→ Data under study

* * * * * * * * *

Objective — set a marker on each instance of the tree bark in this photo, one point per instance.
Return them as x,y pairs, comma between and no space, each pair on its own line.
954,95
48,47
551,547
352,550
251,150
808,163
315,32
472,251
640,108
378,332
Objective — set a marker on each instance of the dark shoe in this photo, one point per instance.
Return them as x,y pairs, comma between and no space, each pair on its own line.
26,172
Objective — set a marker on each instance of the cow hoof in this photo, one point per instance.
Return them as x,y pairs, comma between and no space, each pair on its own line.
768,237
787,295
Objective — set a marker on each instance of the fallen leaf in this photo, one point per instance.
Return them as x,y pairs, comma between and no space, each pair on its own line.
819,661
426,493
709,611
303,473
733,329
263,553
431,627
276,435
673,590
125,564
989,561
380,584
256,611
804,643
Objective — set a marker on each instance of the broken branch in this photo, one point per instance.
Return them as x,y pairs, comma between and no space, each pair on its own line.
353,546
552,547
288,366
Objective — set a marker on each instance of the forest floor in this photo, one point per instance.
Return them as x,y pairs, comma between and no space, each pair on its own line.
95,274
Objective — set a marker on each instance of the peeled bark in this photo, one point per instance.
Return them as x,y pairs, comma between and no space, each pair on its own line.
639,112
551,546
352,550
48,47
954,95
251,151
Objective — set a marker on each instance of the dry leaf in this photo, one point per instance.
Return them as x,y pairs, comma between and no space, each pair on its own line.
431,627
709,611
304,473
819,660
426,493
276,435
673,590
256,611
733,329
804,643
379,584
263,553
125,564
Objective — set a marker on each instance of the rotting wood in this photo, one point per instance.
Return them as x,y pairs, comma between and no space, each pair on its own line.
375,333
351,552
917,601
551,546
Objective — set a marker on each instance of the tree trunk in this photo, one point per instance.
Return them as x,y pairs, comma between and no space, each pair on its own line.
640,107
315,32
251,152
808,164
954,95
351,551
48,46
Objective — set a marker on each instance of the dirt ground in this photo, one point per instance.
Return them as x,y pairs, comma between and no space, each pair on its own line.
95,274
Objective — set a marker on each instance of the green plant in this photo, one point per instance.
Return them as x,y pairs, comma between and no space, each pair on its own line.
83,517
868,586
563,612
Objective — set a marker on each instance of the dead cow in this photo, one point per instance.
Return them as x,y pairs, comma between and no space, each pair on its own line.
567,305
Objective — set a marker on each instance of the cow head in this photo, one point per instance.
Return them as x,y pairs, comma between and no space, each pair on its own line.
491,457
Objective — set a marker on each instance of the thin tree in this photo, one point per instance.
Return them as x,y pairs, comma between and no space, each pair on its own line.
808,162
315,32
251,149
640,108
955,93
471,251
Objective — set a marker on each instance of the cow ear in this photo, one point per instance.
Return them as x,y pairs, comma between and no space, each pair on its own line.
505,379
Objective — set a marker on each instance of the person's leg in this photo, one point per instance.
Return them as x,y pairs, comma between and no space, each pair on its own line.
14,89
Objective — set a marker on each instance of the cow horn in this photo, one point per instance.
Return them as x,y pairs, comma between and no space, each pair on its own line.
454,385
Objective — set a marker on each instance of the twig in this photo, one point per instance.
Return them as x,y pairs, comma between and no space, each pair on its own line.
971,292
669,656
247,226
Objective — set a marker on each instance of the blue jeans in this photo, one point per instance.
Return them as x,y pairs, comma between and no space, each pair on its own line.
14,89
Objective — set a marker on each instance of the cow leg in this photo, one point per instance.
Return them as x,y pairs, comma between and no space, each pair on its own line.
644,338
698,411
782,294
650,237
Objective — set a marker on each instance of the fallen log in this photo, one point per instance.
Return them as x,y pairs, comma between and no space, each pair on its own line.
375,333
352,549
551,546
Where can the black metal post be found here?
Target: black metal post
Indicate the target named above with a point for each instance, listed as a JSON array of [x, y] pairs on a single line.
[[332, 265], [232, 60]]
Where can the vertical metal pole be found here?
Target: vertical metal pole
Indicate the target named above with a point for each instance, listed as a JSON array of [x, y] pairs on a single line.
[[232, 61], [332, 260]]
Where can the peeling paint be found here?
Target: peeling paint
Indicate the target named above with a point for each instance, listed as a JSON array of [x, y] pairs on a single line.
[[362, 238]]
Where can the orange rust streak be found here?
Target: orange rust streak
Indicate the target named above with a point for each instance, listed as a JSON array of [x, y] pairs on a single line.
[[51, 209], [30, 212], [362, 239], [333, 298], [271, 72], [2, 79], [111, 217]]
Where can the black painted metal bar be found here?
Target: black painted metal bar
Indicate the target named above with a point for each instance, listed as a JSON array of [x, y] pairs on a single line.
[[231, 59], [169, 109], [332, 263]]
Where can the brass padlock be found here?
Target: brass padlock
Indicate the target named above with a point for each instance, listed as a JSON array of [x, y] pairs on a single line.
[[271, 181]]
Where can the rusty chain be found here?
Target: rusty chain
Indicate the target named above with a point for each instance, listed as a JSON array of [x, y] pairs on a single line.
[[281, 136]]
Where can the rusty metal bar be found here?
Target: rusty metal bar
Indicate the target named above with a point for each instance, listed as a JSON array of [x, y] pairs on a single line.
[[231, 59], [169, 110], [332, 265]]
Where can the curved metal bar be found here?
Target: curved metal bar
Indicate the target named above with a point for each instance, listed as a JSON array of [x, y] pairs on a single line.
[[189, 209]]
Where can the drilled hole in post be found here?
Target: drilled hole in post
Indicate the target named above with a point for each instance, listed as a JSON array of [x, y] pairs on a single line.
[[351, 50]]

* * * * * * * * *

→ Task
Please return a copy of each line in the entries that has the string "drilled".

→ Your solution
Where can the drilled hole in post be found here?
Target: drilled hole in post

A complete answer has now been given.